Directive A
Rewrite the passage on servicer advances, beginning at the words "One thing that" and stopping after "must be reduced.", with "trust beneficiaries" replaced by "certificate holders".
Directive B
According to the passage on servicer advances, what question are Dan Edstrom and Bill Paatalo both asking?

Extract to read
• • • •

The take away from this case is that there is no specific remedy for the servicer to recover advances made under the category of “servicer advances” but that one thing is clear —  the money paid to trust beneficiaries as “servicer advances” is not recoverable from the trust beneficiaries. The other thing that is obvious to Judge Walsh in his discussion of the facts is that it is in the servicing agreements between the parties that there may be a remedy to recover the advances; OR, if there is no contractual basis for recovering advances under the category of  “servicer advances” then there might be a basis to recover under the theory of unjust enrichment. As always, there is a complete absence in the documentation and in the discussion of this case as to the logistics of exactly how a servicer could recover those payments.

One thing that is perfectly clear however is that nobody seems to expect the trust beneficiaries to repay the money out of the funds that they had received. Hence the “servicer advance” is not a loan that needs to be repaid by the trust or trust beneficiaries. Logically it follows that if it is not a loan to the trust beneficiaries who received the payment, then it must be a payment that is due to the creditor; and if the creditor has received the payment and accepted it, the corresponding liability for the payment must be reduced.

Dan Edstrom, senior securitization analyst for the livinglies website, pointed this out years ago. Bill Paatalo, another forensic analyst of high repute, has been submitting the same reports showing the distribution reports indicating that the creditor is being paid on an ongoing basis. Both of them are asking the same question, to wit:  “if the creditor is being paid, where is the default?”

One attorney for US bank lamely argues that the trustee is entitled to both the servicer advances and turnover of rents if the property is an investment property. The argument is that there is no reason why the parties should not earn extra profit. That may be true and it may be possible. But what is impossible is that the creditor who receives a payment can nonetheless claim it as a payment still due and unpaid. If the servicer has some legal or equitable claim for recovery of the “servicer advances” then it can only be against the borrower, on whose behalf the payment was made. This means that a new transaction occurs each time such a payment is made to the trust beneficiaries. In that new transaction the servicer can claim “contribution” or “unjust enrichment” against the borrower. Theoretically that might bootstrap into a claim against the proceeds of the ultimate liquidation of the property, which appears to be the basis upon which the servicer “believes” that the money paid to the trust beneficiaries will be recoverable. Obviously the loose language in the pooling and servicing agreement about the servicer’s “belief” can lead to numerous interpretations.

• • • •

Dataset excerpt
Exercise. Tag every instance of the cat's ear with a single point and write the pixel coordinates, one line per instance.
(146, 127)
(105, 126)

• • • •

Exercise answer A
One thing that is perfectly clear however is that nobody seems to expect the certificate holders to repay the money out of the funds that they had received. Hence the “servicer advance” is not a loan that needs to be repaid by the trust or certificate holders. Logically it follows that if it is not a loan to the certificate holders who received the payment, then it must be a payment that is due to the creditor; and if the creditor has received the payment and accepted it, the corresponding liability for the payment must be reduced.

Exercise answer B
If the creditor is being paid, where is the default?